**What is asked**: Only the pictures stay out; every record is to be quoted exactly.

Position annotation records
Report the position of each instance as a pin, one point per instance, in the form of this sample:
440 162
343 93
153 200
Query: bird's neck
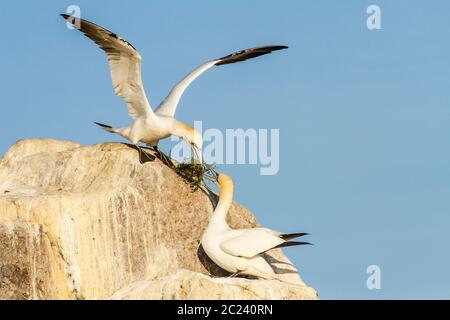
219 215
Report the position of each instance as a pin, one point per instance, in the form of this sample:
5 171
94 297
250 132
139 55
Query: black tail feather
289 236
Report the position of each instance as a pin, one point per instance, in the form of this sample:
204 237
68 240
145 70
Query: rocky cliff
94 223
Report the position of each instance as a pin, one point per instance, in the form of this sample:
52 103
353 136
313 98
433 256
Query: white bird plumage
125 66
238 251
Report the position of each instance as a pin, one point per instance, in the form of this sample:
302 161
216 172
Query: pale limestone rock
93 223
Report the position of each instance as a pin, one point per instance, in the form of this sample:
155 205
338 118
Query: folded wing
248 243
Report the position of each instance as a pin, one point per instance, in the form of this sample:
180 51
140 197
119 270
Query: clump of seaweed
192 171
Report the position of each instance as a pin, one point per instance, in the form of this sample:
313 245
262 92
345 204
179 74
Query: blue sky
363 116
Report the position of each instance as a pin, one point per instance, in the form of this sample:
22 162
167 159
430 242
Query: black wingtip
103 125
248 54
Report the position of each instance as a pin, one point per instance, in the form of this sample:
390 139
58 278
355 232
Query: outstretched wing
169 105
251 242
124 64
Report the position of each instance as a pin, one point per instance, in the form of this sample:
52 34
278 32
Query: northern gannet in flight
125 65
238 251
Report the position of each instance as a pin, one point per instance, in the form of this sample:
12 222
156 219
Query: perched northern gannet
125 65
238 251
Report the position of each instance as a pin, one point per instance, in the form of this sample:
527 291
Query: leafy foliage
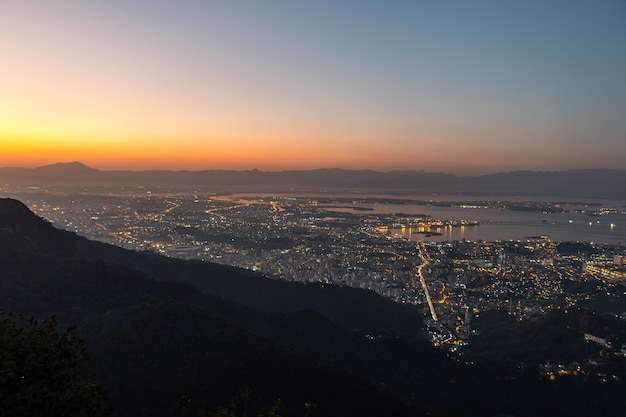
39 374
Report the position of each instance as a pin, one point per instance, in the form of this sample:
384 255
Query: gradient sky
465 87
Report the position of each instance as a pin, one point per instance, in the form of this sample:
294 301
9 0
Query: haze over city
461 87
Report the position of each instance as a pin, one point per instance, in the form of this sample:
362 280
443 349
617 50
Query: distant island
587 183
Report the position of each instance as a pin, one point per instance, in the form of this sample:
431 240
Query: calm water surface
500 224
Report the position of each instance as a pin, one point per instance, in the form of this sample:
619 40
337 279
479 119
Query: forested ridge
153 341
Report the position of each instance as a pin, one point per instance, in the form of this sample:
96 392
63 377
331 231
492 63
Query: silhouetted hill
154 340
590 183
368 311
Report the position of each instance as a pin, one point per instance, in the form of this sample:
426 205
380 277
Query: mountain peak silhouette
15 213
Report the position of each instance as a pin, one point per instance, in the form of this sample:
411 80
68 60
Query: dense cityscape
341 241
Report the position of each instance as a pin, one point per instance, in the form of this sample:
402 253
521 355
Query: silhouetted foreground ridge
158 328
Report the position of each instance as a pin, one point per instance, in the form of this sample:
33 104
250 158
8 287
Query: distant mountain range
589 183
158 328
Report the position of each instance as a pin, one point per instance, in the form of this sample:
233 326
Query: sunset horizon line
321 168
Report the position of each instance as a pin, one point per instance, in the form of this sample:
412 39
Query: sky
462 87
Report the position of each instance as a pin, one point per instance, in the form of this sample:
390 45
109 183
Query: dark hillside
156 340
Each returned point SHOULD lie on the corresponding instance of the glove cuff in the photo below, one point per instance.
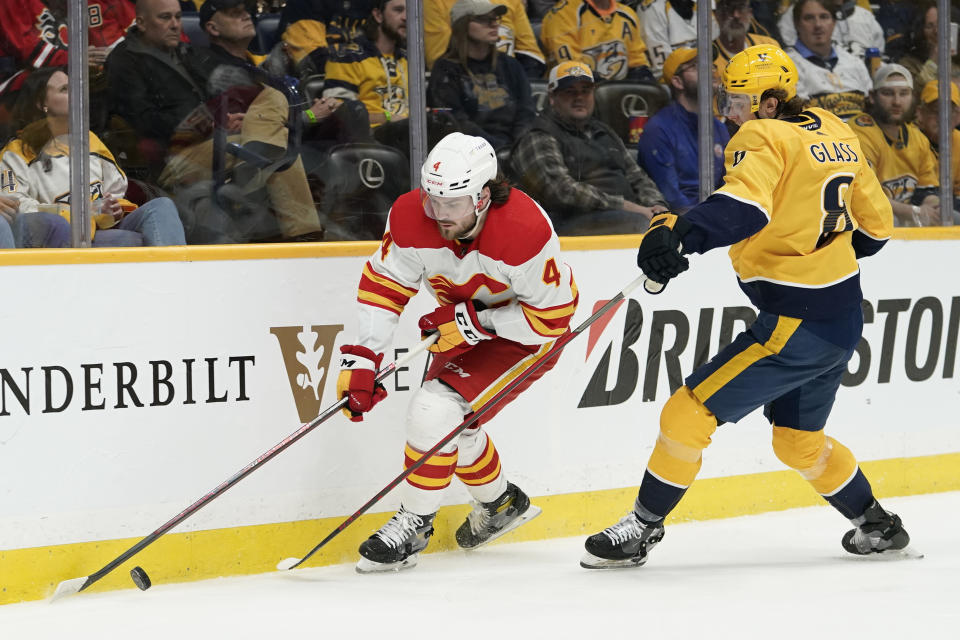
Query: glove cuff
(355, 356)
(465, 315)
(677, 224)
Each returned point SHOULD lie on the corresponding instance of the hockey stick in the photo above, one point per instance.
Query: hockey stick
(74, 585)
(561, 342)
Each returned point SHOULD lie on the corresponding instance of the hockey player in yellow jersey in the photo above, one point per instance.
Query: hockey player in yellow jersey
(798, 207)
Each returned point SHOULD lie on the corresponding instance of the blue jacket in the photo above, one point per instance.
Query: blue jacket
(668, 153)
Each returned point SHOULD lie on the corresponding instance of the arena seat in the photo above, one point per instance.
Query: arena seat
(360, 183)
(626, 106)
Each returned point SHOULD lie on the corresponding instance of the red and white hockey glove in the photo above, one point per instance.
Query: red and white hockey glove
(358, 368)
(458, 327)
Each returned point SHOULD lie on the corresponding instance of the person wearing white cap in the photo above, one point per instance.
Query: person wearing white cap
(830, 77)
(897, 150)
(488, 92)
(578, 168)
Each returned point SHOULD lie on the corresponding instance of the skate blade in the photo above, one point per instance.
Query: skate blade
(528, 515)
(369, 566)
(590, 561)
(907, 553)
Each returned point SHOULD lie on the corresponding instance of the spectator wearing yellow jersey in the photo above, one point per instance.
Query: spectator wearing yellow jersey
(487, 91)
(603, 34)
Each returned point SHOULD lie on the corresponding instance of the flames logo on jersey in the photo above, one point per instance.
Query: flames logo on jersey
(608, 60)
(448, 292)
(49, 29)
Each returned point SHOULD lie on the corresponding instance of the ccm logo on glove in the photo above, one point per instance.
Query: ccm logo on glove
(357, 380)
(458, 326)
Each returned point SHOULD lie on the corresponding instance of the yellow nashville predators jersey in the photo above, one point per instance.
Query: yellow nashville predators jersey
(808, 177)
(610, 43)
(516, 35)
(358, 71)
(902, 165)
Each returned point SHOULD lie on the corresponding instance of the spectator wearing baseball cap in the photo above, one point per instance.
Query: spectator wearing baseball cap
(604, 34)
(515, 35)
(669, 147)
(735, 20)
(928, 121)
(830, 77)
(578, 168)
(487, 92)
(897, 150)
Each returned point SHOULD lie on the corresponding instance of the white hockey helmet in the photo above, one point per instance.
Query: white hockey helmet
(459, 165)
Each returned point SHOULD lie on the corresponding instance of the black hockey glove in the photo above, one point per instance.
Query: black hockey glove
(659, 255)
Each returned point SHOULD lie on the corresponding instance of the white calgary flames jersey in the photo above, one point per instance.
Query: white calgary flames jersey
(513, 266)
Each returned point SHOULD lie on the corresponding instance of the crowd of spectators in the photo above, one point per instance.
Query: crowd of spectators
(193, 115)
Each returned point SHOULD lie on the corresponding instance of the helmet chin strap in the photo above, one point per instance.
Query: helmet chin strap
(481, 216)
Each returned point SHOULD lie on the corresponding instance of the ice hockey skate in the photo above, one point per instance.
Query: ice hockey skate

**Exercise answer**:
Report the position of each instance as a pin, one point per instance, in the form of this sample:
440 162
343 93
153 200
Query: bird's neck
219 215
Report the position of each instance as a pin, one point per instance, in the form of this sample:
5 171
94 297
250 132
139 55
Query: black tail feather
289 236
Report the position of each instance as a pin, one point per instance, in the form of this sample:
204 237
68 240
145 70
Query: rocky cliff
94 223
Report the position of each instance as a pin, one point per instance, in the form of this sample:
52 103
353 136
313 98
433 256
Query: white bird plumage
125 66
238 251
Report the position of each instance as a pin, one point per instance, in the form of this sample:
302 161
216 172
Query: pale limestone rock
93 223
Report the position of each instance as a pin, one point per instance, in the form of this sample:
155 205
338 118
Query: folded wing
248 243
Report the position of each instance as a pin, one point per instance, in the form of this sample:
180 51
140 197
119 270
Query: clump of seaweed
192 171
Report the position of each instance as a pin, one point per instance, in the form of this sample:
313 245
262 92
345 204
179 74
Query: blue sky
363 116
Report the position of each instance as a pin, one point per instance, in the form of this sample:
22 162
167 159
430 242
Query: black wingtip
103 125
248 54
Report the position of each instance as a pin, one point per instance, in the form of this sample:
390 139
58 278
355 232
Query: outstretched wing
169 105
251 242
124 64
Report the position of each instance as a pin, one point per instance, in the form of this sample:
52 34
278 32
Query: northern gannet in flight
125 65
238 251
Report the position of each instance as a pin, one point per instance, in the form of this sample:
12 222
156 219
Query: perched northern gannet
125 65
238 251
Report the position of each instance as a pin, one point per instance, in the form of this sample:
527 291
Query: leafy foliage
39 374
Report the position of each instance as a pin, one point per instance, in the form of this sample:
384 255
Query: gradient sky
465 87
Report the position of each instance as a pin, one point per instance, in the form of this sample:
294 301
9 0
Query: haze over city
461 87
Report the position of each instance as a pin, one point per instance, in the form of this sample:
362 280
443 349
617 50
Query: distant island
587 183
Report the position of each instance as a pin, one point per instance, in the form of this sample:
431 240
Query: calm water surface
500 224
Report the position of each instance as a pin, one point per instance, in the form of this sample:
619 40
337 279
479 119
Query: forested ridge
153 341
Report the position of each instance as a pin, one point per instance, in the form of this sample:
96 392
63 377
331 231
492 63
Query: silhouetted hill
154 340
590 183
368 311
Report the position of each instance as a pin, one point per instance, in the form of this sample:
426 205
380 277
Query: mountain peak silhouette
15 213
Report the position of each instance as a pin, one point per instance, in the form of this sample:
411 80
68 60
Query: dense cityscape
341 241
Report the position of each instance as a pin, one point per instance, in the form of this sample:
402 253
521 355
Query: silhouetted foreground ridge
158 328
Report the position of each instance as a pin, one point per instance, in the form of this sample:
33 104
250 158
8 287
Query: distant mountain range
589 183
158 328
Report the position of each instance as a pin, one point per instance, in the form of this sample:
233 326
Query: sunset horizon line
321 168
Report the position of each instance as a pin, one point per instance, in the form of this sample:
412 39
Query: sky
462 87
Report the position of each instance as a pin, one point per instance, in the form of this sample:
390 45
109 183
Query: dark hillside
156 340
Each returned point SHOULD lie on the corresponding instance of the glove cuff in the photo below, one point per instance.
Query: glove cuff
(355, 356)
(465, 315)
(677, 224)
Each returned point SHOULD lie on the corresponding instance of the hockey stick in the photo above, one point per instance.
Query: hockey stick
(74, 585)
(561, 342)
Each returned point SHOULD lie on the corresponding instance of the hockey player in yellow jersey in the photo above, one point per instance.
Query: hockey player in yellow jersey
(798, 207)
Each returned point SHOULD lie on the corresponding instance of the blue jacket in the photo above, one point per instance.
Query: blue jacket
(668, 153)
Each returned point SHOULD lie on the corresponding instance of the arena seat in the photo above, one point per instance.
Query: arena seat
(360, 183)
(626, 106)
Each returned point SHOULD lie on the corresponding instance of the red and white hockey glove in the photo above, one point per instance.
Query: red and white hockey glove
(358, 368)
(458, 327)
Each returned point SHOULD lie on the corresponding instance of the person wearing white cap in the photo above, one point per instance.
Query: person wearing white cap
(830, 77)
(897, 150)
(488, 92)
(578, 168)
Each returned point SHOULD lie on the corresponding instance of the skate blade in the photo above, one point per instance.
Query: skate blade
(528, 515)
(369, 566)
(590, 561)
(907, 553)
Each returned point SHOULD lie on the corresponding instance of the spectator wearing yellow jersey in the photo above, one point per instance.
Query: spectator wearing yellow jersey
(487, 91)
(603, 34)
Each returned point SHOULD lie on the corresponding instance of the flames logo on jersey in the photo above, one point per instance.
Query: flames logo on jersey
(608, 60)
(448, 292)
(49, 29)
Each returned point SHOULD lie on the corresponding instance of the ccm logo on glove in the photo above, one point per instance.
Query: ccm logo on glove
(357, 380)
(458, 326)
Each returned point SHOULD lie on the corresponding instance of the yellow nashville predators jersey in the photo above, one point per instance.
Query: yellow nashville predators jersey
(808, 177)
(610, 43)
(516, 35)
(358, 71)
(902, 165)
Each returned point SHOULD lie on the corresponding instance of the spectator wearing baseball cap in the photo above, one point per instance.
Query: spectator wearing baseball cap
(604, 34)
(515, 35)
(669, 147)
(735, 20)
(928, 121)
(830, 77)
(578, 168)
(487, 92)
(897, 150)
Each returned point SHOULD lie on the corresponding instance of the white hockey helmet in the photo above, one point per instance.
Query: white hockey helmet
(459, 165)
Each returned point SHOULD lie on the corresponding instance of the black hockey glove in the photo above, one point per instance.
Query: black hockey glove
(659, 255)
Each returned point SHOULD lie on the corresponding instance of the white calgary flames jersey in the photo above, one point per instance.
Query: white calgary flames jersey
(513, 266)
Each returned point SHOULD lie on the corresponding instance of the crowd of spectators in the photo above, one point per instance.
Query: crowd of spectators
(193, 115)
Each returned point SHOULD lie on the corresponding instance of the helmet chin strap in the photo above, one point per instance.
Query: helmet chin strap
(481, 216)
Each returned point SHOULD lie on the corresponding instance of the ice hockey skate in the photo above, one point per instance.
Query: ice hockey skate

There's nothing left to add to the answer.